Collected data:

※

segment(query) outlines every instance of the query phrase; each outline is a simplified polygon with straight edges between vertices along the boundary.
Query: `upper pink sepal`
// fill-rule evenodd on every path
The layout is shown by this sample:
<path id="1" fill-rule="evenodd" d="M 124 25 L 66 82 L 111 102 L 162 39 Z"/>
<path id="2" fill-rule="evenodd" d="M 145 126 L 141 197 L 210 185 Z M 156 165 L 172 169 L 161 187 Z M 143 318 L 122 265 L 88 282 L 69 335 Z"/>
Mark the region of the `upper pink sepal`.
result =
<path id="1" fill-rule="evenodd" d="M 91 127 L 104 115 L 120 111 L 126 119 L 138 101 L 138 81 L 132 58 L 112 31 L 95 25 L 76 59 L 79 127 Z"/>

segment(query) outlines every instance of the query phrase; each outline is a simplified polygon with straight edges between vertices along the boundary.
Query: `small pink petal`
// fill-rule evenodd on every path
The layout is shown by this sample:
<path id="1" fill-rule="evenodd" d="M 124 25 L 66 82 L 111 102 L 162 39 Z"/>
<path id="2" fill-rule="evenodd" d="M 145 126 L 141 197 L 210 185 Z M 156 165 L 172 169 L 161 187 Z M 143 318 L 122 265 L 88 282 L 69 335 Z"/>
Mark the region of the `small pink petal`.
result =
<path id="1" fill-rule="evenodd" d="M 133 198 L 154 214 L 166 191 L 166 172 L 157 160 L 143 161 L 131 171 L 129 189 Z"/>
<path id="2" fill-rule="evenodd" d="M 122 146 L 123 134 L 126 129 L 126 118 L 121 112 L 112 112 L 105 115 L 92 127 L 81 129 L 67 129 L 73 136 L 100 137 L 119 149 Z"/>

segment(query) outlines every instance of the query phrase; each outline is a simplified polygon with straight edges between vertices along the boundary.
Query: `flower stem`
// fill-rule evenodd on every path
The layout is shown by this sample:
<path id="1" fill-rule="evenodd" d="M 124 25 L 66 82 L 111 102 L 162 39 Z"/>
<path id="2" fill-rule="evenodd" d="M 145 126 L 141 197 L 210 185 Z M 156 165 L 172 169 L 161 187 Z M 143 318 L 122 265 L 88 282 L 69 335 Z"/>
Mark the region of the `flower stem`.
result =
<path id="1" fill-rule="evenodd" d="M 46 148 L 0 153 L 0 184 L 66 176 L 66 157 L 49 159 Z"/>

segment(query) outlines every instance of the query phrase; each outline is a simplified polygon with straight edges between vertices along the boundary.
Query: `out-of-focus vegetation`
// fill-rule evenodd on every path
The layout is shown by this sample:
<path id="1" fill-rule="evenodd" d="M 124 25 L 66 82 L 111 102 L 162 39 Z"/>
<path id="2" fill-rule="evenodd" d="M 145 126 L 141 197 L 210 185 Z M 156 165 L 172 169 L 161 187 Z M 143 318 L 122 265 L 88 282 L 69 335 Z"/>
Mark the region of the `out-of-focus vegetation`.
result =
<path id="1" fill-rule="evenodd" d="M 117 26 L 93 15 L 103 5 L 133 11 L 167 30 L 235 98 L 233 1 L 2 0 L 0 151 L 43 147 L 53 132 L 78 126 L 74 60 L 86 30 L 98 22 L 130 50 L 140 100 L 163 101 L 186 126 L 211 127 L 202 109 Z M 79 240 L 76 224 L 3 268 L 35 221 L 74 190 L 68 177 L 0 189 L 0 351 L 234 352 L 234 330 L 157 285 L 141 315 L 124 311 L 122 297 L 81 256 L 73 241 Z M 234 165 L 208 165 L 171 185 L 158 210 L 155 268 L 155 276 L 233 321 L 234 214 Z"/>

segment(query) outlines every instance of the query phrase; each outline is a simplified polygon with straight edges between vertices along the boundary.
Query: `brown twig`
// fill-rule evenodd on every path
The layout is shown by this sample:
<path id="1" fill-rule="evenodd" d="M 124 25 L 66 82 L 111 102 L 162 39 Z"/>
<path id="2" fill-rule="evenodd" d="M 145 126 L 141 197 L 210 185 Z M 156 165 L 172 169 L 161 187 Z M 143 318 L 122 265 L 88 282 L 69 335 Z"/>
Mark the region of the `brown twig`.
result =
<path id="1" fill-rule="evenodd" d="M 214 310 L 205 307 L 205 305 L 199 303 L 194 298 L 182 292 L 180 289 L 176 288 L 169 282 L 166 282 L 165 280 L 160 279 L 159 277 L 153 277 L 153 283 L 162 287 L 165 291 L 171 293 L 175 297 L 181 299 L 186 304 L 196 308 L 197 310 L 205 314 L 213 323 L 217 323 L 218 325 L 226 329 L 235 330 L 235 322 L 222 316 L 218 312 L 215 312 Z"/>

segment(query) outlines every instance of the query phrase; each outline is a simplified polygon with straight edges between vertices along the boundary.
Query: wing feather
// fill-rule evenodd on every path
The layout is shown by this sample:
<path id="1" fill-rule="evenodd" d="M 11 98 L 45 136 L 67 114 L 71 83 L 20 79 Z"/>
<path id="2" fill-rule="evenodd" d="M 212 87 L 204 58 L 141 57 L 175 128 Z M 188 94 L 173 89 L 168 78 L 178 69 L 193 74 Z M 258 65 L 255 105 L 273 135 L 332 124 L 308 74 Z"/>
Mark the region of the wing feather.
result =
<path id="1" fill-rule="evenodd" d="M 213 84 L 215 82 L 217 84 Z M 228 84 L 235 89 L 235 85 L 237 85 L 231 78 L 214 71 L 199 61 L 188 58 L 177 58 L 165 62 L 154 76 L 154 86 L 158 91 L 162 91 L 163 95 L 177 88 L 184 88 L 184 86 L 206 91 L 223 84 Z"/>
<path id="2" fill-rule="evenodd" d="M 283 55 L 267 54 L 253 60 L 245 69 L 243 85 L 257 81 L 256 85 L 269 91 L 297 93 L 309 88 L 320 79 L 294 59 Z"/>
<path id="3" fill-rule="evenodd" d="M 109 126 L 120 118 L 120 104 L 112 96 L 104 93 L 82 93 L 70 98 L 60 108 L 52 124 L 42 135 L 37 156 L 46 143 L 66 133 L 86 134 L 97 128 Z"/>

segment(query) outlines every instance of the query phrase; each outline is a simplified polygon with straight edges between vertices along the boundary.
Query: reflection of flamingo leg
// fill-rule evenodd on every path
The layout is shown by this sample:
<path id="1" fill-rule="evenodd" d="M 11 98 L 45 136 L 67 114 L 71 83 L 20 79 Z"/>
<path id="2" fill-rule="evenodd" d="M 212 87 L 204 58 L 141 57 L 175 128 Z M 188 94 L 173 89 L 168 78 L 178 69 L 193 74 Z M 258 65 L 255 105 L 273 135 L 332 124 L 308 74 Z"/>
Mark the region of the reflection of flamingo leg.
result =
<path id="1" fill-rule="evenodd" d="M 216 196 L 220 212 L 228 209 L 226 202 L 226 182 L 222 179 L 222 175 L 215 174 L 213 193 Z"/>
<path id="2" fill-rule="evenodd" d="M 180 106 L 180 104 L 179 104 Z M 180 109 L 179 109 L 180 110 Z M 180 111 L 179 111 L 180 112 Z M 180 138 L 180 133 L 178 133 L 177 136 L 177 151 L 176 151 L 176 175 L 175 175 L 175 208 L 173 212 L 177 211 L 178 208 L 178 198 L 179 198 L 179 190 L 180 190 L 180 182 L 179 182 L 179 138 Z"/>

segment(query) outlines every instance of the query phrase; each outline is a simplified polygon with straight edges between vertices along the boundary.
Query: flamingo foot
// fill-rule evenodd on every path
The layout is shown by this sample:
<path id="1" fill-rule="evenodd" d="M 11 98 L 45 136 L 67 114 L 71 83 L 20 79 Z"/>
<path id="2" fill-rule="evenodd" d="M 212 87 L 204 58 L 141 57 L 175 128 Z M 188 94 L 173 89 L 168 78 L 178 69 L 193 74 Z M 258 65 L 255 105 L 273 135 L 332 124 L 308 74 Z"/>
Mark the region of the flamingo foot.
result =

※

What this task involves: The job here is to find each line above with the word "flamingo" and copy it.

Result of the task:
Query: reflection of flamingo leg
Mark the region of the reflection of flamingo leg.
Query: flamingo foot
Mark the region of the flamingo foot.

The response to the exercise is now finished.